## Text block
···

Line breaking algorithm (matching Pretext):

The engine has two specialized walkers:

  1. Simple fast path — used when text has no hard breaks, tabs, preserved spaces, or soft hyphens (the common case for most text). Pure segment-width accumulation with greedy breaking.

  2. Full path — handles all segment kinds. Additional logic:

    • Tab advance: distance to next 8-space tab stop from current line position
    • Soft-hyphen handling: invisible unless chosen as break point, then adds hyphen width to line. fitSoftHyphenBreak determines how many graphemes of the next word fit if we add a hyphen.
    • Trailing whitespace hanging: spaces at line end contribute zero to “fit width” (CSS behavior) — tracked via separate lineEndFitAdvances vs lineEndPaintAdvances.
    • Overflow-wrap: when a word is wider than max_width, breaks at grapheme boundaries using pre-measured grapheme widths.

std.text.layout.inline_flow — Mixed Inline Content Layout

For layouts with mixed content — text runs interleaved with atomic boxes (chips, pills, icons, images).

type InlineFlowItem = {
    text: str,
    font_key: str,                 // Identifier for measurer selection
    break_mode: BreakMode = BreakMode.Normal,
    extra_width: float = 0.0,      // Padding + borders around this item
}

type BreakMode =
    Normal  // Can break within this item
  | Never   // Atomic — never break within (pills, chips, icons)

···

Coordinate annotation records
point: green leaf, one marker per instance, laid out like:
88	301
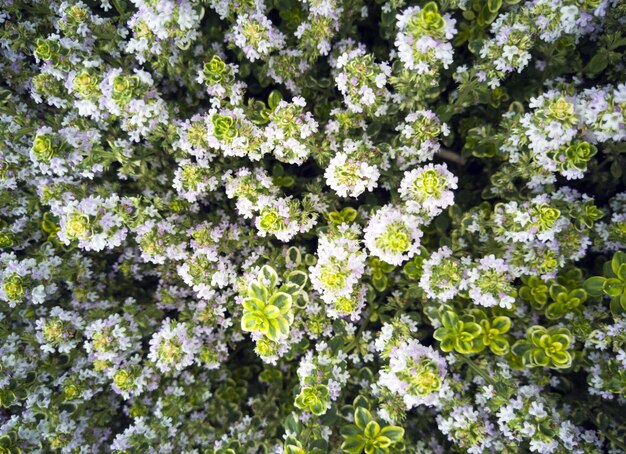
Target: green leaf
299	278
494	5
294	256
271	311
613	287
282	301
274	99
268	277
335	218
618	260
349	430
372	429
258	291
249	322
502	324
598	63
353	445
362	417
253	305
394	433
594	286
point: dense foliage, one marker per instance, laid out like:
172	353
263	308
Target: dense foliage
312	226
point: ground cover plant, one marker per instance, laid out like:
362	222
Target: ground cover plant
312	226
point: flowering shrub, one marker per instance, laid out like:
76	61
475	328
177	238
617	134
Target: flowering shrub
312	226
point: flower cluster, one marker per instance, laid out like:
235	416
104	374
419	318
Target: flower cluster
312	226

···

## List of tasks
[1] According to the line breaking text, how far does a tab advance the line position?
[2] Name every field declared in the InlineFlowItem type in the line breaking text.
[3] Continue the line breaking text from its final line.

## Exercise answers
[1] To the next 8-space tab stop from the current line position.

[2] text, font_key, break_mode, extra_width

[3]
type InlineFlowFragment = {
    item_index: int,               // Index into original items array
    text: str,                     // Text slice for this fragment
    gap_before: float,             // Collapsed inter-item gap
    occupied_width: float,         // Text width + extra_width
    start: LayoutCursor,
    end: LayoutCursor,
}

type InlineFlowLine = {
    fragments: [InlineFlowFragment],
    width: float,
    end: InlineFlowCursor,
}

type InlineFlowCursor = {
    item_index: int,
    segment_index: int,
    grapheme_index: int,
}

@prepare_inline_flow<M: TextMeasure> (
    items: [InlineFlowItem],
    measurer: M,
) -> PreparedInlineFlow
// Prepares mixed inline content for layout.
// Collapses boundary whitespace between items (CSS normal rules).
// Measures each item's natural width.

@layout_inline_flow_lines (
    prepared: PreparedInlineFlow,
    max_width: float,
) -> Iterator<InlineFlowLine>
// Lays out mixed inline content into lines.
// Atomic items (break_mode: Never) are kept whole.
// Normal items use layoutNextLine internally.

@measure_inline_flow (
    prepared: PreparedInlineFlow,
    max_width: float,
    line_height: float,
) -> LayoutResult
// Returns line count and total height for mixed inline content.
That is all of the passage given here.